The exercise:
Revise the listing from the line containing "Identify every instance of the snowy" through the line containing "x=357 y=121", changing "distant shoreline" to "far shoreline" and leaving all else as is. Omit the pictures from your output.

Start of Data in this exercise

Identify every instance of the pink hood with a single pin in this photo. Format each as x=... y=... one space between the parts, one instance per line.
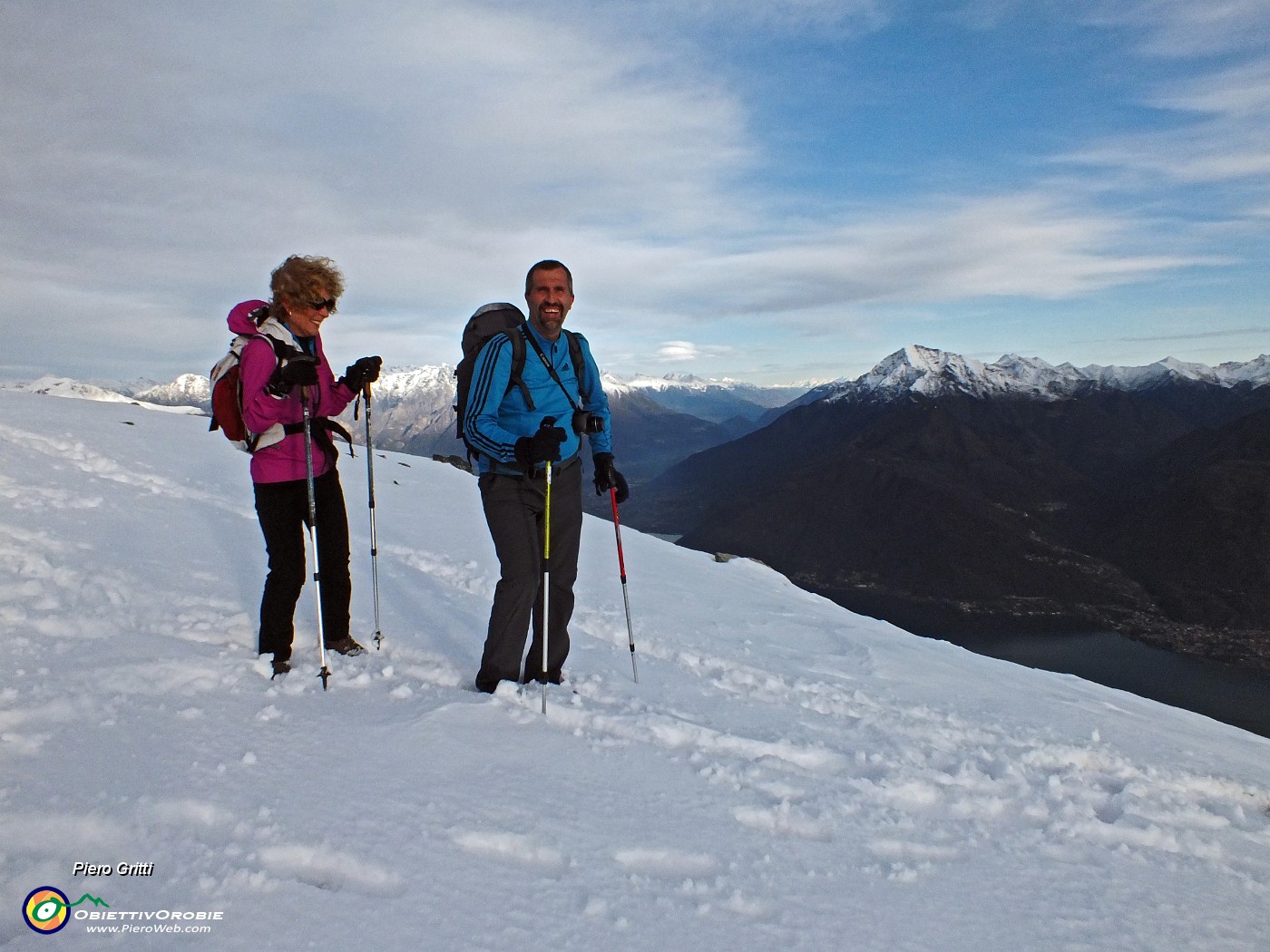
x=240 y=320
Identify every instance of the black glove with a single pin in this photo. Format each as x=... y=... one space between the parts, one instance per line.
x=364 y=371
x=298 y=371
x=542 y=446
x=607 y=478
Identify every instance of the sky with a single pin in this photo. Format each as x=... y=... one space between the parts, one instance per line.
x=775 y=190
x=785 y=776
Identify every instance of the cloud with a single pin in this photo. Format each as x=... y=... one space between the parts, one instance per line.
x=685 y=351
x=1185 y=28
x=1029 y=245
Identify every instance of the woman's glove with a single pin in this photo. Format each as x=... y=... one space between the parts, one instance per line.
x=361 y=372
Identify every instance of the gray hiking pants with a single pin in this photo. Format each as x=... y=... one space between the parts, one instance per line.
x=514 y=513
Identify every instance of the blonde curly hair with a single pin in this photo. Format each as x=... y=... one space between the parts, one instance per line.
x=300 y=281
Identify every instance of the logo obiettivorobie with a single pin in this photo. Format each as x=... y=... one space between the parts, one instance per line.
x=47 y=909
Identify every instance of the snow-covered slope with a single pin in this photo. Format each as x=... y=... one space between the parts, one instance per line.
x=785 y=776
x=929 y=372
x=187 y=390
x=67 y=387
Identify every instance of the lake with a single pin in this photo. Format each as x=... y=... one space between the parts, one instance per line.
x=1212 y=688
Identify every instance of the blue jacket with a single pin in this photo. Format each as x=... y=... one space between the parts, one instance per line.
x=497 y=416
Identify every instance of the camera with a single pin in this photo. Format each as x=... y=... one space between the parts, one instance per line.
x=586 y=422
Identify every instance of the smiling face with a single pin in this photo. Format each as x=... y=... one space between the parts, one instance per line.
x=549 y=298
x=304 y=317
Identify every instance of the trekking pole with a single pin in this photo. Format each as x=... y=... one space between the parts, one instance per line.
x=621 y=571
x=546 y=584
x=375 y=549
x=324 y=672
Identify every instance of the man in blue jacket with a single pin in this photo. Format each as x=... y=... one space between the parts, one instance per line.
x=516 y=432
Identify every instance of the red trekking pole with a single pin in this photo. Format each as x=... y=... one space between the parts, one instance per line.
x=621 y=568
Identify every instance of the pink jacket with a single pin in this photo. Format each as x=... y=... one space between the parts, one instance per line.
x=260 y=409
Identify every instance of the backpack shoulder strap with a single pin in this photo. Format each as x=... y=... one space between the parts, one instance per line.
x=575 y=355
x=517 y=380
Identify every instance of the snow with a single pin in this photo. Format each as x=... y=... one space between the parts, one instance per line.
x=785 y=776
x=931 y=372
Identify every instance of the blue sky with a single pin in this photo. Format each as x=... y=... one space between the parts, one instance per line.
x=768 y=190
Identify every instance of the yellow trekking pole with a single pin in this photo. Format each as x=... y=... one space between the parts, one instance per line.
x=546 y=586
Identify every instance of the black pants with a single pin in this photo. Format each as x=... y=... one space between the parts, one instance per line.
x=514 y=513
x=283 y=513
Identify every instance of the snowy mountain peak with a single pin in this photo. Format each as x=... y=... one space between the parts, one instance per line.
x=930 y=372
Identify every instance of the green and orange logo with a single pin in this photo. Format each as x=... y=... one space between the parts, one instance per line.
x=47 y=909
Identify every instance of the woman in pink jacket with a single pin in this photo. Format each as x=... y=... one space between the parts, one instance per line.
x=305 y=294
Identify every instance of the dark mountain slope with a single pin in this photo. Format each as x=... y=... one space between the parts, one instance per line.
x=954 y=514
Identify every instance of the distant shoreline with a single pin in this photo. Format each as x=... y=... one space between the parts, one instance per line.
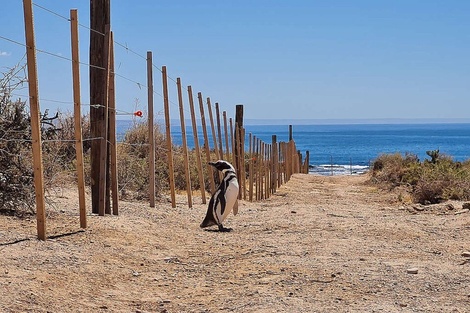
x=372 y=121
x=357 y=121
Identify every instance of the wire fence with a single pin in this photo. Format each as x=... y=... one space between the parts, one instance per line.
x=262 y=167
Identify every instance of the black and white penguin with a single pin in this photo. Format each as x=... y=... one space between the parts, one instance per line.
x=225 y=198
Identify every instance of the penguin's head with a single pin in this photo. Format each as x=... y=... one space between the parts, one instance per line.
x=222 y=166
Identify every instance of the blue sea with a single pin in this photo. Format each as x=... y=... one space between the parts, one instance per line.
x=351 y=149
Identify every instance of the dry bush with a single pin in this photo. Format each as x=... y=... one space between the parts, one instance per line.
x=133 y=162
x=430 y=181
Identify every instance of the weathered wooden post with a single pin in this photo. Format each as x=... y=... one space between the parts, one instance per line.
x=112 y=133
x=275 y=164
x=35 y=120
x=196 y=146
x=185 y=146
x=239 y=122
x=166 y=101
x=210 y=172
x=151 y=129
x=100 y=16
x=219 y=131
x=77 y=113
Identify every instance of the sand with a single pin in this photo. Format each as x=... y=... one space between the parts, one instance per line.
x=320 y=244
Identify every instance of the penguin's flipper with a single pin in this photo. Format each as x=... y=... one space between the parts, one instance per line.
x=235 y=207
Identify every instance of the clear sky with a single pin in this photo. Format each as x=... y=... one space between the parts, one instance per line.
x=335 y=59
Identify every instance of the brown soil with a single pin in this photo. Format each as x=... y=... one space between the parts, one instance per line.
x=320 y=244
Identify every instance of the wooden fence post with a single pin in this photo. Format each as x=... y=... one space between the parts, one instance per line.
x=219 y=131
x=239 y=122
x=102 y=193
x=151 y=129
x=168 y=137
x=210 y=171
x=307 y=162
x=250 y=167
x=275 y=164
x=100 y=16
x=35 y=120
x=112 y=133
x=243 y=167
x=185 y=146
x=214 y=136
x=78 y=117
x=227 y=149
x=232 y=141
x=196 y=146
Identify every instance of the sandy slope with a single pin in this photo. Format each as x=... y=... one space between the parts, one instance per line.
x=321 y=244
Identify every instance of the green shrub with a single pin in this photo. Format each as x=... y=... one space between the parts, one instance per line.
x=430 y=181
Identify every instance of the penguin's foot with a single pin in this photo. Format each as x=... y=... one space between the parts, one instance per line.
x=223 y=229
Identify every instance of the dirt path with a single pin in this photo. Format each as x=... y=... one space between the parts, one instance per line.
x=321 y=244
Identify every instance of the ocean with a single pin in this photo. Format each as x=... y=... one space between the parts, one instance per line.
x=351 y=148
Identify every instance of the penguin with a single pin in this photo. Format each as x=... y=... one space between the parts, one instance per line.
x=225 y=198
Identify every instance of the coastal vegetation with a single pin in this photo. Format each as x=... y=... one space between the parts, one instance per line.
x=429 y=181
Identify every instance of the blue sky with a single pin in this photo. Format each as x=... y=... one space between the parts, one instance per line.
x=282 y=59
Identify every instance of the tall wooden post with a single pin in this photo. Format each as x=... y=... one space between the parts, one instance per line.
x=112 y=132
x=219 y=131
x=78 y=117
x=239 y=122
x=99 y=17
x=185 y=146
x=196 y=146
x=35 y=118
x=214 y=136
x=274 y=164
x=210 y=172
x=227 y=149
x=151 y=129
x=250 y=168
x=166 y=103
x=103 y=193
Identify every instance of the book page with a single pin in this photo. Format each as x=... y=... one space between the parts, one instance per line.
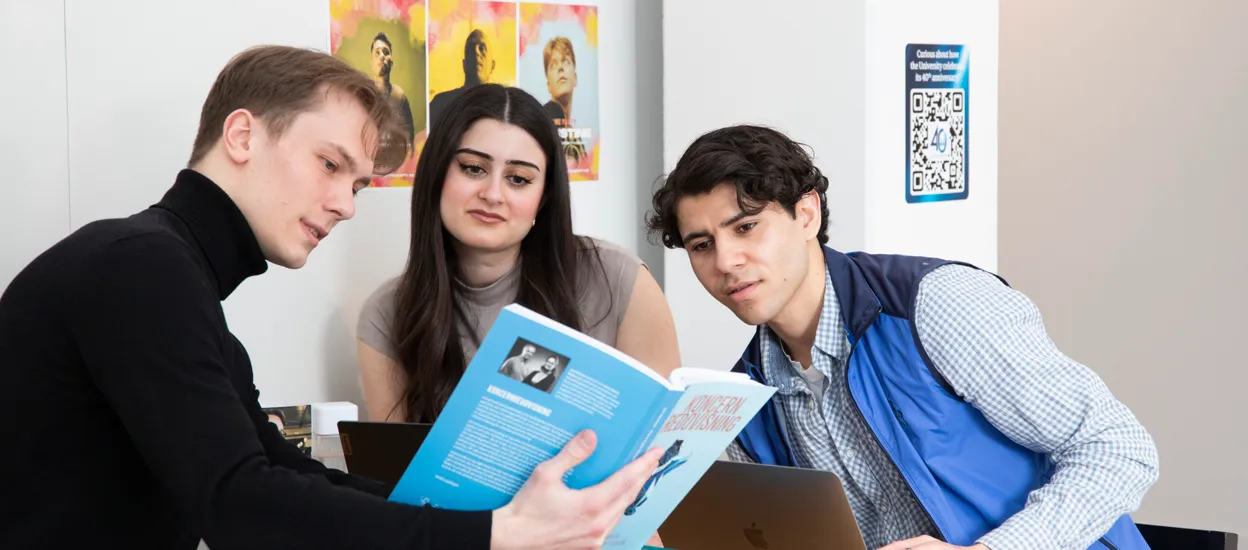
x=527 y=392
x=702 y=424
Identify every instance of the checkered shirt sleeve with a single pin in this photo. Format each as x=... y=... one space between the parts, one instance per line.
x=989 y=342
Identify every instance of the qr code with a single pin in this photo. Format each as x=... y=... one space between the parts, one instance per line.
x=937 y=141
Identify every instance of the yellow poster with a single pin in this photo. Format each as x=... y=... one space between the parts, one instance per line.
x=386 y=39
x=471 y=43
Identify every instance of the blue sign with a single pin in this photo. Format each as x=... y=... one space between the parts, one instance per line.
x=937 y=122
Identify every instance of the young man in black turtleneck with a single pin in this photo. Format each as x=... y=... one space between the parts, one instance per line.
x=130 y=415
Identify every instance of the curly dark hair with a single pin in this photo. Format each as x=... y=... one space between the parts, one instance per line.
x=761 y=164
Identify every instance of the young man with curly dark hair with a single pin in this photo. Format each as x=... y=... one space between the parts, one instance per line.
x=929 y=387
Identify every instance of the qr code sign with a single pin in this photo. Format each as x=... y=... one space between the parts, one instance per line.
x=937 y=141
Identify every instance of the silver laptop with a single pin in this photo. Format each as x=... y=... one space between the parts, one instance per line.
x=751 y=506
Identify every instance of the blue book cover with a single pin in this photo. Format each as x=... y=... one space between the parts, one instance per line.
x=534 y=383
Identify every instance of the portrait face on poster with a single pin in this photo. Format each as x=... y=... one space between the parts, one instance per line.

End of Data in this exercise

Task result:
Identify every instance of the snowy mountain peak with a single pin in this photo. Format each as x=... y=... one space between the parts, one instance per line.
x=930 y=372
Identify every instance of the green and orange logo with a single pin in this photo. Format each as x=... y=... one space between the parts, one instance per line.
x=47 y=909
Identify every instance of the woman in pink jacket with a single pin in this photo. Format each as x=... y=... one space between the parts, one instance per line.
x=305 y=294
Identify every instance of the dark mountain slope with a single pin in this photo. Format each as x=... y=... one space between the parts, one instance per line.
x=954 y=514
Identify every instance of the far shoreline with a single pin in this photo. Format each as x=... y=... one space between the parts, one instance per line.
x=372 y=121
x=357 y=121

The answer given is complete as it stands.